Supplied material start

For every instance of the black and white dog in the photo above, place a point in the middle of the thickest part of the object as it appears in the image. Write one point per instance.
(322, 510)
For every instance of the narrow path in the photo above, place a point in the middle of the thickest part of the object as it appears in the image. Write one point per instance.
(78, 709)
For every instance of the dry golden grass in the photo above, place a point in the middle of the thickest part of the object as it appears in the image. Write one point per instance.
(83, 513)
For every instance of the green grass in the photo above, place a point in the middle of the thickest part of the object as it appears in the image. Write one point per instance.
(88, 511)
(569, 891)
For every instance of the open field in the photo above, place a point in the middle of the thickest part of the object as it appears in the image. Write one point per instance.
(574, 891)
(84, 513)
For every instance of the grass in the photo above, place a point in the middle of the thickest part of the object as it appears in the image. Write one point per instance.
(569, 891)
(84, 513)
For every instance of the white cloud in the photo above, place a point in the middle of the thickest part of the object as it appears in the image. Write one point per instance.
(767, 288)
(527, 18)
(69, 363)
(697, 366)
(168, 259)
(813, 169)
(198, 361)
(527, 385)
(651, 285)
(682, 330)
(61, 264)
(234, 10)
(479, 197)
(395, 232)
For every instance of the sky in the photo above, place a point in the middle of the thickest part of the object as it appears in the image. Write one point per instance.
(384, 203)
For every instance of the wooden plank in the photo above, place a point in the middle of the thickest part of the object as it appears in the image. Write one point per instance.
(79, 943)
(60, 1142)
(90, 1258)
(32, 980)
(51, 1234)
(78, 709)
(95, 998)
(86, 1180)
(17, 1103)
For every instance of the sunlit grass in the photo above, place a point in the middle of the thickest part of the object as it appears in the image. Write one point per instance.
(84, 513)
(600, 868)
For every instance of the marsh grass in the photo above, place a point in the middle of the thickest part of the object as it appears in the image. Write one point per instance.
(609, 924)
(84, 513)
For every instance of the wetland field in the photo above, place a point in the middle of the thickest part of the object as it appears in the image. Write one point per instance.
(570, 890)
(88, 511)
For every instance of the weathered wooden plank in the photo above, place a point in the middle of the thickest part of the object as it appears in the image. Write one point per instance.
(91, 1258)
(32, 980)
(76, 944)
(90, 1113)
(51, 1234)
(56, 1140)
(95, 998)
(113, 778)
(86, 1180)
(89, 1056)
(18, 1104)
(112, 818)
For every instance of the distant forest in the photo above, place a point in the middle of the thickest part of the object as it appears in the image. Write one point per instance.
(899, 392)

Supplied material end

Problem to work on: Transcribe all of the material exactly. Omit nothing.

Task response:
For every instance of the black and white dog in the photo above, place a point in the middle of the thickest part of the object as it appears in the image. Write one point per instance.
(322, 510)
For every instance of the narrow path in the photo above, place a point in the middle of the thickest part of the object as it appears in the image. Write one point per instance.
(78, 709)
For every instance of the dry golden grass in the photo above, place a point in the middle of the thickest part of the object as it appears in the image. Write one point per instance.
(83, 513)
For every instance of the green grass in the photo above, place a point in the middle of the thickest part of the object as it appears in the image. Write one point per instance.
(88, 511)
(569, 891)
For every instance of the open field in the photo above, place a point in the middle of the thickest part of the object as it appears in the image. Write one point per instance.
(574, 891)
(84, 513)
For every instance of the grass in the photo above, place a point in the middle of the thickest part of the object as it appears in the image. Write one point per instance.
(569, 891)
(84, 513)
For every instance of the white cloud in the photo above, place a point in the middle of the thickest part of the object as it appears in the image. Write one point per instance.
(767, 288)
(527, 18)
(69, 363)
(697, 366)
(168, 259)
(813, 169)
(198, 361)
(527, 385)
(651, 285)
(682, 330)
(61, 264)
(234, 10)
(479, 197)
(395, 232)
For every instance of the sky in the photo above, place a point in the middle of the thickest part of the object as it appears in the image. Write one point per instance.
(384, 203)
For every instance of the wooden plank in the photo above, place a point in the middle of the thickest part of the object as it appears in the image. Write one point per instance.
(79, 943)
(60, 1142)
(90, 1258)
(32, 980)
(51, 1234)
(78, 709)
(95, 998)
(86, 1180)
(17, 1103)
For every instance of the sunlit grass in the photo above, place a point in the middle of the thickest part of the object as it appears in the image. Write one point per instance.
(84, 513)
(600, 868)
For every instance of the marsh grass in the photo above, place a point in the middle of the thickest part of the object as it appears in the image. Write one point per instance.
(609, 924)
(84, 513)
For every instance of the wetland field in the photo above, place a point in the middle of the thickest part of the object as it appears in the image. Write one point per instance.
(570, 890)
(88, 511)
For every instance of the weathered wooden plank in the photo above, place a point in the middle of the thickest part of the object as it appears in the image. Write one point per instance.
(91, 1258)
(32, 980)
(76, 944)
(90, 1113)
(51, 1234)
(56, 1140)
(95, 998)
(113, 778)
(86, 1180)
(89, 1056)
(18, 1104)
(112, 818)
For every instance of the distant forest in the photo above, place a point in the middle of the thickest part of the object as it appears in the image. Write one point per instance.
(899, 392)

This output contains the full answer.